Estratto dall’articolo di Sandro Iacometti per LiberoQuotidiano.it

Non c’è verso. Per quanto sinistra e sindacati lo invochino, lo sognino e, barando platealmente in vista delle elezioni europee, lo denuncino a ritmo serrato (è il grande tema della campagna elettorale della sinistra insieme alla sanità, altra grossolana bufala), questo regno del precariato non vuole decidersi a manifestare la sua presenza. Del resto, l’andamento positivo dei numeri sul lavoro è diventato talmente macroscopico da spingere persino Sergio Mattarella, proprio alla vigilia del primo maggio, a celebrarne i fasti.

«I dati sull’occupazione», ha detto il capo dello Stato martedì, «registrano un trend positivo e questo è motivo di grande soddisfazione per tutti noi. È una buona notizia che siano aumentati i posti di lavoro, i contratti a tempo indeterminato, la crescita del lavoro femminile». Gioco, partita, incontro? Macché. In occasione della festa del lavoro sinistra e sindacati, incuranti delle statistiche ufficiali e anche della inequivocabile ammissione del presidente, solitamente ascoltato come un oracolo, hanno continuato a stracciarsi le vesti per le sorti degli italiani costretti a vivere di stenti e di espedienti per sbarcare il lunario.

◇ ◇ ◇ ◇ ◇

Da svolgere:
(A) Riporta dal brano tutto il testo che va da "Estratto dall’articolo di" fino a "celebrarne i fasti.".
(B) Nell'articolo sul lavoro, quale tema della campagna elettorale della sinistra viene citato insieme al precariato?
(C) Traduci in inglese questa frase del brano: «È una buona notizia che siano aumentati i posti di lavoro, i contratti a tempo indeterminato, la crescita del lavoro femminile».

◇ ◇ ◇ ◇ ◇

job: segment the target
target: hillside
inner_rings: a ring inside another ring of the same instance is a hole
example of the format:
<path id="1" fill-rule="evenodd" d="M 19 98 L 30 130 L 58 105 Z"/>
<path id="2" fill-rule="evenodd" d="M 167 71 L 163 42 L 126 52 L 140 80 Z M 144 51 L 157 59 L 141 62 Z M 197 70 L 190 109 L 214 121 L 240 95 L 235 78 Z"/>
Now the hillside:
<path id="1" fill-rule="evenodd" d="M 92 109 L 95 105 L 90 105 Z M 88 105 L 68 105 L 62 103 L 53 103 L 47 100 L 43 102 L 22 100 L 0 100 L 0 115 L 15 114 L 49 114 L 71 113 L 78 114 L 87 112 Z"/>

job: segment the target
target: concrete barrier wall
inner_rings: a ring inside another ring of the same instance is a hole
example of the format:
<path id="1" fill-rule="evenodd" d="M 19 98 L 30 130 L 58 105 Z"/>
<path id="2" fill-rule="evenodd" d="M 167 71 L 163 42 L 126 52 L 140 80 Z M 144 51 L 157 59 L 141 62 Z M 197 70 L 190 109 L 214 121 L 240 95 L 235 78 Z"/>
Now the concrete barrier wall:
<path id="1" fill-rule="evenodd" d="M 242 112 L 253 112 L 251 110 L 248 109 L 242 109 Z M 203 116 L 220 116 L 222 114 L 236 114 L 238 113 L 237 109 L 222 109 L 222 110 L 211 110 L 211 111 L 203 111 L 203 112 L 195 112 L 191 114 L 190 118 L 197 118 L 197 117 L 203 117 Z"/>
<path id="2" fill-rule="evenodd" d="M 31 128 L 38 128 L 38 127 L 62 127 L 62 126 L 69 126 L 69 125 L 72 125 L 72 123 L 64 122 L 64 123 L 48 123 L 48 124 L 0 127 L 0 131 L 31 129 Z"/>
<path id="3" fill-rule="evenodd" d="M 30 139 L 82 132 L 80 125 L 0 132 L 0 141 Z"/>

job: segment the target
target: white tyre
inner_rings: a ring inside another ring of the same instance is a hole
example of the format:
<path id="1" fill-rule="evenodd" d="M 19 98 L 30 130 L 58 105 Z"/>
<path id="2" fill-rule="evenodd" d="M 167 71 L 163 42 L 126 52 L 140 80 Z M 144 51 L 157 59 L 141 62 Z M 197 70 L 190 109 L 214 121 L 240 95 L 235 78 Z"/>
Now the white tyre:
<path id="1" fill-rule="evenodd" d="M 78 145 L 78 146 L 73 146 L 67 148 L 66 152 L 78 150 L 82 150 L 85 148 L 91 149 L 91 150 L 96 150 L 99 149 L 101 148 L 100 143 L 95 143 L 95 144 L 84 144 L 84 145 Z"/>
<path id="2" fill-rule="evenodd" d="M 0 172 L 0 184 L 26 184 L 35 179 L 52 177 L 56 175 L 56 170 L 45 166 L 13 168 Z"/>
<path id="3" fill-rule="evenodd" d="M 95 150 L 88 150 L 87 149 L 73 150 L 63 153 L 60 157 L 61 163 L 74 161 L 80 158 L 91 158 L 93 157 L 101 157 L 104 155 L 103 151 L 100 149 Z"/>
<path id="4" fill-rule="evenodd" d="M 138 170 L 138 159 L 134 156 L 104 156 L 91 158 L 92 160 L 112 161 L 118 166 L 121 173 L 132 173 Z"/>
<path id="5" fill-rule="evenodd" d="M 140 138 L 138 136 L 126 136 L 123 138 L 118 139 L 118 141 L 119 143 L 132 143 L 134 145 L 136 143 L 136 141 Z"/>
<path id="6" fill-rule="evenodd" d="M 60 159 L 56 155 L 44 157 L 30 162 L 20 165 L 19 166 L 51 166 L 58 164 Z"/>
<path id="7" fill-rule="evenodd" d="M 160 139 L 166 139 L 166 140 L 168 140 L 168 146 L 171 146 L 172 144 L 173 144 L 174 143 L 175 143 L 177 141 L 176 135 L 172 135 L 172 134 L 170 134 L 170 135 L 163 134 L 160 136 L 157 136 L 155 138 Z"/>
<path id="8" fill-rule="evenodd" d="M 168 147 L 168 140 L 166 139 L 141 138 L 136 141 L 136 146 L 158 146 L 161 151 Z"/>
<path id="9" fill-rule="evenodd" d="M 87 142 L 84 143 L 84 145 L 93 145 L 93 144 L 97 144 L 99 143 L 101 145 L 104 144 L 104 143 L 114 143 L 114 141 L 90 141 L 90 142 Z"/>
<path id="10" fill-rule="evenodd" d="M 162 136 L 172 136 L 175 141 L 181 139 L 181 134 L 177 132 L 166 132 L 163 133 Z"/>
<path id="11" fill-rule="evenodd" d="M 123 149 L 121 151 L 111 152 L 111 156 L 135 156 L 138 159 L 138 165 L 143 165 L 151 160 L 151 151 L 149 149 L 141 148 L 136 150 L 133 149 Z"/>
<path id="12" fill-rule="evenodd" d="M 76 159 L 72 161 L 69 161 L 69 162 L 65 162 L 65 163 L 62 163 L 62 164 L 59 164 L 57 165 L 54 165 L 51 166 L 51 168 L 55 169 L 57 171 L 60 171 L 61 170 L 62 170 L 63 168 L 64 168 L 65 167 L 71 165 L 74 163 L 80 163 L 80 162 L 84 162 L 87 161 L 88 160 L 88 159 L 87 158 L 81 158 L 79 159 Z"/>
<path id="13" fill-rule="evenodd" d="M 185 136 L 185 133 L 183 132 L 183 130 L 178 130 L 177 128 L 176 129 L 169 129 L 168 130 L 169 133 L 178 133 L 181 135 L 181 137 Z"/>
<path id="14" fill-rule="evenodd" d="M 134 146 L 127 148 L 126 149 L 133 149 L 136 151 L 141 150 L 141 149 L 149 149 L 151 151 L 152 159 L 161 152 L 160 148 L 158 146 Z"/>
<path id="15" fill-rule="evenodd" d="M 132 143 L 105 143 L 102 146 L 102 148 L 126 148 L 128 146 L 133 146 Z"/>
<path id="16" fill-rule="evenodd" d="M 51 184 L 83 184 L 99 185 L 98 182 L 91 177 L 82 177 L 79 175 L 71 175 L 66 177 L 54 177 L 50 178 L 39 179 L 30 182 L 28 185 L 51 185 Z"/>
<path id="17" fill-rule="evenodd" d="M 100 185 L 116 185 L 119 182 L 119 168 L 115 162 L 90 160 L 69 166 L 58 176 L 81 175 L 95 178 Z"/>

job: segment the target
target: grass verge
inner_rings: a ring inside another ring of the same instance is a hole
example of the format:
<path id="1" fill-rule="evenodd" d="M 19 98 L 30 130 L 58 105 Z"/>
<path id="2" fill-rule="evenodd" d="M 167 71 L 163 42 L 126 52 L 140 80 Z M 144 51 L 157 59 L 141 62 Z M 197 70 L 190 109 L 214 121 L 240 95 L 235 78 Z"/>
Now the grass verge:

◇ ◇ ◇ ◇ ◇

Risposte per compito:
(A)
Estratto dall’articolo di Sandro Iacometti per LiberoQuotidiano.it

Non c’è verso. Per quanto sinistra e sindacati lo invochino, lo sognino e, barando platealmente in vista delle elezioni europee, lo denuncino a ritmo serrato (è il grande tema della campagna elettorale della sinistra insieme alla sanità, altra grossolana bufala), questo regno del precariato non vuole decidersi a manifestare la sua presenza. Del resto, l’andamento positivo dei numeri sul lavoro è diventato talmente macroscopico da spingere persino Sergio Mattarella, proprio alla vigilia del primo maggio, a celebrarne i fasti.

(B) La sanità.

(C) It is good news that jobs, permanent contracts, and the growth of female employment have increased.